** start **
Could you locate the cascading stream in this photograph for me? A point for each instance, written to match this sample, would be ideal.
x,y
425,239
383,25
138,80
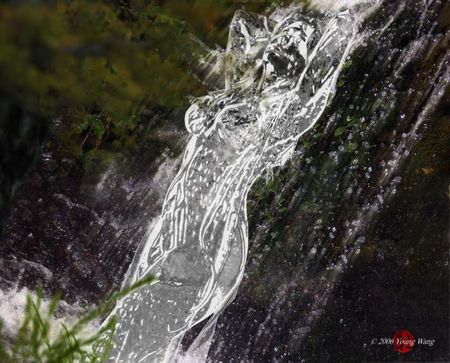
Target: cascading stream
x,y
279,73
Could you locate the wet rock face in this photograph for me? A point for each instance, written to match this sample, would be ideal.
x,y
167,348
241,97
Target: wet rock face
x,y
76,227
350,241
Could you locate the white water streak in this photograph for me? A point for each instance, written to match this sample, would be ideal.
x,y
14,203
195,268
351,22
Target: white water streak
x,y
279,75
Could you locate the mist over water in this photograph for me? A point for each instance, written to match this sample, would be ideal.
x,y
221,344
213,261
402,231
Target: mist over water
x,y
279,73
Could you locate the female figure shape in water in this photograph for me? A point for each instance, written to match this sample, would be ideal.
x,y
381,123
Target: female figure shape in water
x,y
279,73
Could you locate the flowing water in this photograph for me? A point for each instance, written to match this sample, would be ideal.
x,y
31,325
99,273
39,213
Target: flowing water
x,y
279,74
343,239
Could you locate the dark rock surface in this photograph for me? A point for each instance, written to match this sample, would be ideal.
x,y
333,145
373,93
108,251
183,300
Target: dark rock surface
x,y
349,242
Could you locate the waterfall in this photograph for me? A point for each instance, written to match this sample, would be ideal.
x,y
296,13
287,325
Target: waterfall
x,y
279,73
** end **
■ **Exercise task**
Copy all of the lines above word for word, leaving out the picture.

■ **Correct result**
Could you locate the cascading stream in this photograph for me? A point for each instance, written to match this sample, would be ideal.
x,y
425,239
383,25
138,80
Target: cascading stream
x,y
279,73
Could you locate the wet rock face in this photograph for me? A point for each instance, written to match this sample, would be ideal.
x,y
167,348
241,97
Target: wet rock face
x,y
76,227
350,241
Could you locate the white water streak in this photograph for me? A point for each instance, written to match this sample, would be ideal.
x,y
14,203
195,268
351,22
Target: white water streak
x,y
279,75
Could you locate the mist over water in this photograph for me? A point for each instance, written to match this sample, would be ideal.
x,y
221,344
213,261
402,231
Target: mist over water
x,y
279,73
Could you locate the female figure shape in water in this photograph for me? A point for each instance, written to match this sample, would be ideal.
x,y
381,123
Target: female figure shape in water
x,y
279,73
Could you locate the flowing water in this photograph for me? A point for each instance, written to match this sample, would be ideal.
x,y
31,325
99,273
39,213
Target: flowing water
x,y
279,74
343,239
Could you locate the dark rock surface in this photograph for me? A point for each instance, written to match this sample, would be ideal.
x,y
333,145
373,93
108,251
183,300
Target: dark rock surface
x,y
349,242
Could you locate the waterfall in this photograph for me? A point for each instance, written to match this sample, would be ideal.
x,y
296,13
287,325
Target: waterfall
x,y
279,73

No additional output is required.